Exercise instructions | Your answer should be the complete set of entries, transcribed exactly.

Input data |
== == ==
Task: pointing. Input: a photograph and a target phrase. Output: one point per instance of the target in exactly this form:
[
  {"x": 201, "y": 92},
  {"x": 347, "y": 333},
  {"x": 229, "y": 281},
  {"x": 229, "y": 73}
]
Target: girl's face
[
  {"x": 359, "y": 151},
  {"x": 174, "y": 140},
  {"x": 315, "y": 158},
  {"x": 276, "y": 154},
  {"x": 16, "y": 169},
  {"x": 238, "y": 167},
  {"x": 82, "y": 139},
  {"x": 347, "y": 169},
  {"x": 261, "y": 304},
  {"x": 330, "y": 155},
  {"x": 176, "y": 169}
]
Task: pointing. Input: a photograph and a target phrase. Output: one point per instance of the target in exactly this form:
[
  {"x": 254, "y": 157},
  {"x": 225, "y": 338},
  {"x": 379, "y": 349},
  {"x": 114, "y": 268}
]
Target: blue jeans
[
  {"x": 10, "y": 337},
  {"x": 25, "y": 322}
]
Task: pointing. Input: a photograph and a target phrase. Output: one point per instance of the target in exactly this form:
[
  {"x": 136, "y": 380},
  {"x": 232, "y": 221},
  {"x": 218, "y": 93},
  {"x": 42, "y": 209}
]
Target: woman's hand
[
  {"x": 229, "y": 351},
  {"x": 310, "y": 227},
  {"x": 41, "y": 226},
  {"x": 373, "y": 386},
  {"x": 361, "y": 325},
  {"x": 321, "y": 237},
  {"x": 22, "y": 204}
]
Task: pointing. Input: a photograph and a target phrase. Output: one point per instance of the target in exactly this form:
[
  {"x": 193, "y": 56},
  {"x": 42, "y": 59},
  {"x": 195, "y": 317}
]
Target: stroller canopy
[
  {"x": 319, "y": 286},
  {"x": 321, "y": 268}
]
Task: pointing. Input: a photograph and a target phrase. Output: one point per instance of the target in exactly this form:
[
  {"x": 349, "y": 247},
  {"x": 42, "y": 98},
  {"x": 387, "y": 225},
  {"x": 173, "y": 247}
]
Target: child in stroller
== == ==
Your solution |
Task: pointing. Input: a photograph and a target phrase. Output: one point per instance of the target in exactly this form:
[
  {"x": 201, "y": 92},
  {"x": 347, "y": 333},
  {"x": 229, "y": 281},
  {"x": 229, "y": 73}
]
Target: girl's face
[
  {"x": 359, "y": 151},
  {"x": 174, "y": 140},
  {"x": 315, "y": 158},
  {"x": 276, "y": 154},
  {"x": 16, "y": 169},
  {"x": 238, "y": 167},
  {"x": 82, "y": 139},
  {"x": 347, "y": 169},
  {"x": 261, "y": 304},
  {"x": 330, "y": 155},
  {"x": 176, "y": 169}
]
Task: pointing. Input: a photograph and a target phrase. Output: one point per instance of the target in exactly this form:
[
  {"x": 254, "y": 157},
  {"x": 225, "y": 338},
  {"x": 379, "y": 349},
  {"x": 114, "y": 268}
]
Target: blue jeans
[
  {"x": 10, "y": 337},
  {"x": 25, "y": 322}
]
Task: pointing. Input: a photograph and a target phrase. Output: one point per instance of the target in exactly this form:
[
  {"x": 136, "y": 380},
  {"x": 232, "y": 221},
  {"x": 218, "y": 93},
  {"x": 42, "y": 209}
]
Target: woman's hand
[
  {"x": 229, "y": 351},
  {"x": 310, "y": 227},
  {"x": 41, "y": 226},
  {"x": 373, "y": 386},
  {"x": 361, "y": 325},
  {"x": 321, "y": 237},
  {"x": 22, "y": 204}
]
Task: pointing. Input: a photograph and a target phrase. Output: one point per instance of the target in exactly this form:
[
  {"x": 193, "y": 56},
  {"x": 42, "y": 59},
  {"x": 195, "y": 317}
]
Target: stroller canopy
[
  {"x": 319, "y": 286},
  {"x": 321, "y": 268}
]
Task: pointing. Input: a photograph and a target phrase. Output: one point per instance of the target in exactly this form:
[
  {"x": 349, "y": 247},
  {"x": 42, "y": 98},
  {"x": 387, "y": 225},
  {"x": 173, "y": 247}
]
Target: child in stroller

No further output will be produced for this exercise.